Pick out every line in the entries below that contains the string "plant", and copy each one. Matching is case-sensitive.

▸ **Entries provided**:
===============

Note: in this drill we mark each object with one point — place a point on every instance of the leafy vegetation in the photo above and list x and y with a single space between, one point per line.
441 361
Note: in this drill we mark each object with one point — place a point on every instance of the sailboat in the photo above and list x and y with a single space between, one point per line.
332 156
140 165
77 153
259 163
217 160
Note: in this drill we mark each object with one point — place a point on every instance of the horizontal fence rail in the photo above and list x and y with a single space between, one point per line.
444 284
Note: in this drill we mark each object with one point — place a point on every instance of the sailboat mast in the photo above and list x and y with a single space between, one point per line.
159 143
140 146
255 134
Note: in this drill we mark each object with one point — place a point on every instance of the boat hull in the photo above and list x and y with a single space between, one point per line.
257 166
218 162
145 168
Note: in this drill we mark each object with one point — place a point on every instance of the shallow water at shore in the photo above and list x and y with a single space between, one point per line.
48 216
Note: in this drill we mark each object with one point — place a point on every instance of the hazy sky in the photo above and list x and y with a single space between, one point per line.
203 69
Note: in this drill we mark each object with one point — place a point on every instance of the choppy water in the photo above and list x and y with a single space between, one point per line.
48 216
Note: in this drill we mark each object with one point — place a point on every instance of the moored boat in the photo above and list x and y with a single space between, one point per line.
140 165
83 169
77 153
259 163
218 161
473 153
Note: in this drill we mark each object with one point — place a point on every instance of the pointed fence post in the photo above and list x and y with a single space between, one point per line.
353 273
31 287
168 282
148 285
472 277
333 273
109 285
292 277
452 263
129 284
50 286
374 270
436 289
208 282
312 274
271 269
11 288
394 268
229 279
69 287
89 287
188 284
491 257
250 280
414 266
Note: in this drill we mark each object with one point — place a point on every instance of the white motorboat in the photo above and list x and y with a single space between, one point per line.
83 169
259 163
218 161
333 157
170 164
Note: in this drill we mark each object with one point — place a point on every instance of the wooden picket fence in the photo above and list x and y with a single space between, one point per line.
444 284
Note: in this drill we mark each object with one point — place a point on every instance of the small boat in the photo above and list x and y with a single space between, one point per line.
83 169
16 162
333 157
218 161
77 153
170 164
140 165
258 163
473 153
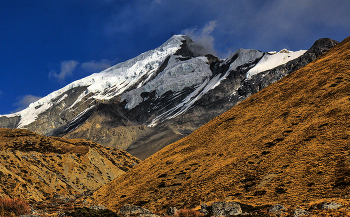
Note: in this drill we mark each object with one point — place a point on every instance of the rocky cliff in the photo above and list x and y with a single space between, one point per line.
37 168
146 103
287 144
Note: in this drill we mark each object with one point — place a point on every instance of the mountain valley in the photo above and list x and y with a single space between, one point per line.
287 144
159 97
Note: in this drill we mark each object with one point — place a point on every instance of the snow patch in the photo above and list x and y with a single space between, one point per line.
270 61
118 77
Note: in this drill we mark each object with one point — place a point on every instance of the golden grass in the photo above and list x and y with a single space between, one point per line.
287 144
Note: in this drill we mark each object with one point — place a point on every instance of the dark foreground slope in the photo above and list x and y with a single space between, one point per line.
37 168
287 144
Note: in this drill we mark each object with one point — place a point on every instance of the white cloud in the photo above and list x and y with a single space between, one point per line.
24 101
67 68
96 66
203 37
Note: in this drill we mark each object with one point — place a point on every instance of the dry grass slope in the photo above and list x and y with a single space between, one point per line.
37 168
288 143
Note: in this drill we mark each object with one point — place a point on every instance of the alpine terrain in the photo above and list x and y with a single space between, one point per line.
158 97
38 168
287 144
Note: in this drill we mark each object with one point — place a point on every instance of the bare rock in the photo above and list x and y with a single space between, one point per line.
226 208
331 205
132 209
171 211
300 212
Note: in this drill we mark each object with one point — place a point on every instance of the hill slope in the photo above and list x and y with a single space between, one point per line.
287 144
37 168
158 97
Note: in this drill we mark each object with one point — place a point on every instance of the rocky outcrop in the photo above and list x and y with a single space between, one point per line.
286 144
226 209
157 98
38 168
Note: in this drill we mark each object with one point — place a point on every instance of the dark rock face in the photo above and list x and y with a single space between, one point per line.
160 119
132 209
226 209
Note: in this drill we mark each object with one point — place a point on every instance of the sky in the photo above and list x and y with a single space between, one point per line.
47 44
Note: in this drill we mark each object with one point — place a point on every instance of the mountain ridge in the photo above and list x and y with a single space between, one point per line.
286 144
160 95
38 168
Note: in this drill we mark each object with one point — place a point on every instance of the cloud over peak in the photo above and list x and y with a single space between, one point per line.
203 37
67 68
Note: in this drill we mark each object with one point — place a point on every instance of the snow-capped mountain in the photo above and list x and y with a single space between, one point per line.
149 101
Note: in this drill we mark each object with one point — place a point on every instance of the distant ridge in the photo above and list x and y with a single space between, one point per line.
143 104
38 168
287 144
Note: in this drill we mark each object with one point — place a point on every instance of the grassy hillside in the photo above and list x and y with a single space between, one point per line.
287 144
38 168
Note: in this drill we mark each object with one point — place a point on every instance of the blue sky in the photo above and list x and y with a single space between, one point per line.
46 44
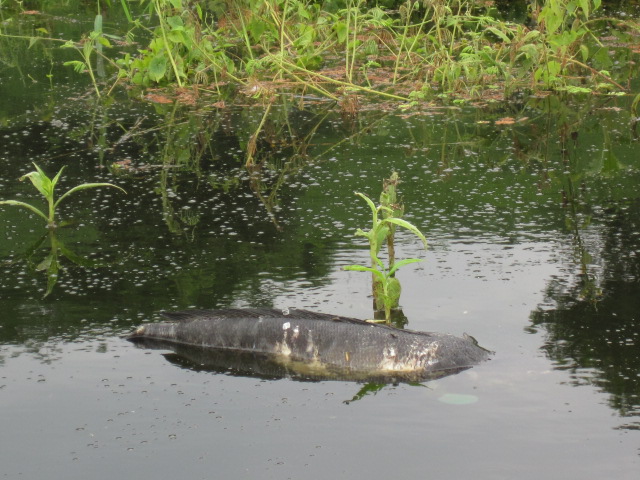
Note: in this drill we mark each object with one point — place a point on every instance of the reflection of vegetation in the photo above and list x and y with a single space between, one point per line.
591 322
46 186
385 286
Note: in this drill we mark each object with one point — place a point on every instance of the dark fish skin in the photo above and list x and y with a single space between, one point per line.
317 343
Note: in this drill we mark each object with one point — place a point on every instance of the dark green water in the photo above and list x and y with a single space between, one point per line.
534 231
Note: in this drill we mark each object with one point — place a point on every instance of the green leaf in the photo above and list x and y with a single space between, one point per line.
157 67
500 34
404 224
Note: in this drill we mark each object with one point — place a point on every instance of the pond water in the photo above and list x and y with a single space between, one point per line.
532 212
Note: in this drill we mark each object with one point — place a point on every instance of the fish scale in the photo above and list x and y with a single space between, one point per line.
334 344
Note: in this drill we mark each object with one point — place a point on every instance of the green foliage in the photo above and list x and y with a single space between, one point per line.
46 187
386 287
455 47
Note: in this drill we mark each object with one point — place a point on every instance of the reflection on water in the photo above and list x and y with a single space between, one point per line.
203 228
601 334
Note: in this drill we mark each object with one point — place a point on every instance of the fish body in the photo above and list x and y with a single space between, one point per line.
313 344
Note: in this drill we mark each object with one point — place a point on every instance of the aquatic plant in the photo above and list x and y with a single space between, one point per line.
386 287
46 187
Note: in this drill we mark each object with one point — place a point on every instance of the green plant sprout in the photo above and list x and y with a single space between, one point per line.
386 287
46 187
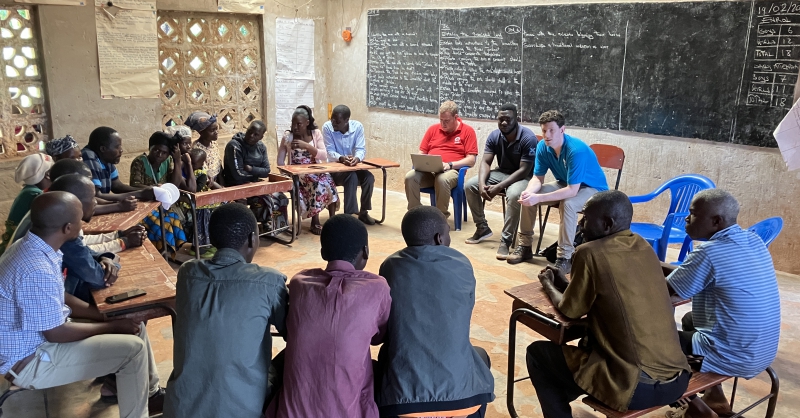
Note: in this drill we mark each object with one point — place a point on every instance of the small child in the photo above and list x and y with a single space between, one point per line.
204 184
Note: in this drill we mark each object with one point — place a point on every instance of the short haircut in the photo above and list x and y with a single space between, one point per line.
163 138
230 226
76 184
196 154
510 107
450 107
341 110
420 224
309 114
100 137
343 237
615 205
69 166
52 210
257 124
720 203
552 116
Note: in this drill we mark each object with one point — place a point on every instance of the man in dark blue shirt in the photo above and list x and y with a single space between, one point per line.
578 176
515 148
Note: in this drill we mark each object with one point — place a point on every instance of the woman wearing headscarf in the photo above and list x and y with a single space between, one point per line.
32 172
154 168
206 126
63 148
304 145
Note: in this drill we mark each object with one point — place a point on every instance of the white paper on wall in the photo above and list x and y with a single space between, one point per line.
294 48
787 134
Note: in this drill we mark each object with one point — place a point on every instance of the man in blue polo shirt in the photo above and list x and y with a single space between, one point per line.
345 143
578 176
735 320
515 148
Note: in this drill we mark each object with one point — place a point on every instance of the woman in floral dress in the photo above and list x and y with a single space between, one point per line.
304 145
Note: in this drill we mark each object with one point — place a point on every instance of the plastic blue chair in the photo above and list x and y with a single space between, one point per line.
682 189
767 230
459 197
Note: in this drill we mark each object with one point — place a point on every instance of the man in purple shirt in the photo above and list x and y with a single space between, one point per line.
334 316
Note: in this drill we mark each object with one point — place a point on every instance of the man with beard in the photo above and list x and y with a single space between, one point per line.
515 148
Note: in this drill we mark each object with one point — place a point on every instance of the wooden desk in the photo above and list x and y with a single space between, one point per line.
296 170
120 221
273 184
142 268
533 308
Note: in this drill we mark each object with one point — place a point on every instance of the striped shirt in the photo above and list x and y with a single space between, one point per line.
31 298
735 302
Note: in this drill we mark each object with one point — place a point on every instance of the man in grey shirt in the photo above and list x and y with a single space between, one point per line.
225 307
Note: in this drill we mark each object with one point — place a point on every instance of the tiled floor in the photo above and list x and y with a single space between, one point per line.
489 326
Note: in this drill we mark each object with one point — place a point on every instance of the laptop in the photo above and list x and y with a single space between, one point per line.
427 163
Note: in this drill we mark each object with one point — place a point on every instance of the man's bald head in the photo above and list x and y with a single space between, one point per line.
425 225
56 216
606 213
80 186
711 211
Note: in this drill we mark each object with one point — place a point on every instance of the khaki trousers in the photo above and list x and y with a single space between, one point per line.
128 356
568 208
442 183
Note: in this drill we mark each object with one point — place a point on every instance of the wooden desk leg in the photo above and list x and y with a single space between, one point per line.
296 206
383 208
164 249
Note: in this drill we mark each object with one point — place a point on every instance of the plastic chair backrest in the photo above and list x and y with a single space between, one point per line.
768 229
682 190
610 156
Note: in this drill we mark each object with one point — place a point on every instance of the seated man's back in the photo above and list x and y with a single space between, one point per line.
334 316
427 362
225 307
736 307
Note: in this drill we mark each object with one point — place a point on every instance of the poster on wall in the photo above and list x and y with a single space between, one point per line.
294 48
241 6
54 2
127 49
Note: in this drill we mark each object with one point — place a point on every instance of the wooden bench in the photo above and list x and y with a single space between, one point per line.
698 383
273 184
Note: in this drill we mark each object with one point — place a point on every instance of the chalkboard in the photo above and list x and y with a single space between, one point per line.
720 71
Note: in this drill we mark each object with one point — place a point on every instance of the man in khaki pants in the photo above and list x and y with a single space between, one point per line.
39 347
456 143
578 176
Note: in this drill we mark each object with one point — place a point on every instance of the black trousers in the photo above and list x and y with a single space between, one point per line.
351 180
556 388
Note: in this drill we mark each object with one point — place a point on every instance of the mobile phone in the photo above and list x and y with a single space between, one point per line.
135 293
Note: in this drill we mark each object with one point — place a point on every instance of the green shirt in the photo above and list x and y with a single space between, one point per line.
21 206
223 346
617 282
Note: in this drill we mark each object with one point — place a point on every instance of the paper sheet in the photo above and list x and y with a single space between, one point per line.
54 2
787 134
127 49
241 6
294 48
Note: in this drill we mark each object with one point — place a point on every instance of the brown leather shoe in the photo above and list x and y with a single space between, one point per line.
155 404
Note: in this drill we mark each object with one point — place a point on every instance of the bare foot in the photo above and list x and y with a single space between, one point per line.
698 409
716 400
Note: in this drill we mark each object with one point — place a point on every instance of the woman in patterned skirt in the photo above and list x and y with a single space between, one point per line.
304 145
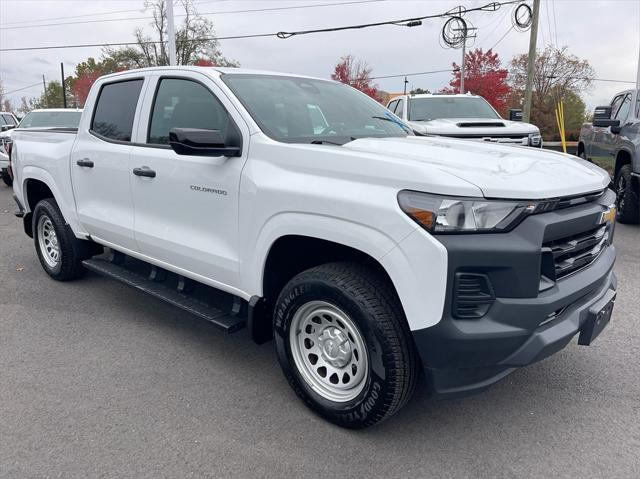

===============

▸ **Finished answer**:
Note: in this drill we mark each object with one point — place a point on every instance of the aquatic plant in the photo above and list x and y with a single space between, one point per line.
Note: in this drill we mark each object with one point — place a point on every instance of the green plant sprout in the photo above and list x and y with a single space between, one point per line.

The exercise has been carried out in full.